### Exercise aim
Work out how many lines of the data contain "outcrop" and reply with that number alone.

------------------------------

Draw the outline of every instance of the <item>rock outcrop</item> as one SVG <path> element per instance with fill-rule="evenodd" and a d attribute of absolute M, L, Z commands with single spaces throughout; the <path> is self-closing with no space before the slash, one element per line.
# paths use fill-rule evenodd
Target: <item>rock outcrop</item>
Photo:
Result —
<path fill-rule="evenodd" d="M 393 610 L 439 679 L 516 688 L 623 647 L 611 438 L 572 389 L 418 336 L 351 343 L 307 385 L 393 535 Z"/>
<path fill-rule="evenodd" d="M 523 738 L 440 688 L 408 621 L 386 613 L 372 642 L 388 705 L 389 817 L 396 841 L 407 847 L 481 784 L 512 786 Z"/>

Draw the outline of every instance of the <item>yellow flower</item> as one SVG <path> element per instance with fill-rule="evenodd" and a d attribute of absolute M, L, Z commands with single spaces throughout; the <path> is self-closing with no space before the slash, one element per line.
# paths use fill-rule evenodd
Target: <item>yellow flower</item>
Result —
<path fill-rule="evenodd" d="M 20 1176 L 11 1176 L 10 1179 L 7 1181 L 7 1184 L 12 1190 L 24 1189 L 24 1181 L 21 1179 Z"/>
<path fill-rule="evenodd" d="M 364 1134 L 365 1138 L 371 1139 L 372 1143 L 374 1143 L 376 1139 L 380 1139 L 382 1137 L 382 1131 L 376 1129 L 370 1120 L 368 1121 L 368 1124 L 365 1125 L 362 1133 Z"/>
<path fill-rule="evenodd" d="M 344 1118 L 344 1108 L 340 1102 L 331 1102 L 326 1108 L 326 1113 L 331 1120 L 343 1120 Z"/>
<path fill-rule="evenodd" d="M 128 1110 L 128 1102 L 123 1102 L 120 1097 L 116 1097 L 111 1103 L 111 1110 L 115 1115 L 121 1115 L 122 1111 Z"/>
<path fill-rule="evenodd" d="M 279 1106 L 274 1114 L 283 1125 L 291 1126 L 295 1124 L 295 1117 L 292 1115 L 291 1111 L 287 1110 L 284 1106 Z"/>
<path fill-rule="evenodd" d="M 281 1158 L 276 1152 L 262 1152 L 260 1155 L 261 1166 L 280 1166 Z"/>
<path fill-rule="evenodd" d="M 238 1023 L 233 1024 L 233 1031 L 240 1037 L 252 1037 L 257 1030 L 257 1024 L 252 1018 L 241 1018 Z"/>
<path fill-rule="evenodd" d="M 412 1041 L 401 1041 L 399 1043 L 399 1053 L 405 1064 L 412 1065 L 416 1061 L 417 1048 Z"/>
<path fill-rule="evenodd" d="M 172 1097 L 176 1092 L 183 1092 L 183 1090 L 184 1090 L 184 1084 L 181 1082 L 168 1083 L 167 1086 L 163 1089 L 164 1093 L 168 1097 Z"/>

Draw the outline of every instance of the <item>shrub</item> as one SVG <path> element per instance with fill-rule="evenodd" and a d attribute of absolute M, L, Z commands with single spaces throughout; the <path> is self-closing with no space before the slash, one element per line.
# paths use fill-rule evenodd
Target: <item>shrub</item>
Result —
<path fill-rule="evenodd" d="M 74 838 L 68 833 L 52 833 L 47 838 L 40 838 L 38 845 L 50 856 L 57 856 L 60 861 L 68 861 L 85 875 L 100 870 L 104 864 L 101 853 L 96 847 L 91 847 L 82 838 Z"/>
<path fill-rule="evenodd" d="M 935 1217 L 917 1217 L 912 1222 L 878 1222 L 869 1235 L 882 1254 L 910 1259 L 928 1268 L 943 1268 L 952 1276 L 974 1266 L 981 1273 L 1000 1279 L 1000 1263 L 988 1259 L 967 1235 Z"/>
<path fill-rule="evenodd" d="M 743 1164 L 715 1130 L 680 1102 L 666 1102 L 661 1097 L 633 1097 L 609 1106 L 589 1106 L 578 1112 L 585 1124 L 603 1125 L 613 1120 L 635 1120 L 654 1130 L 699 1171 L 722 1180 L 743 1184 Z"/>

------------------------------

### Reply
2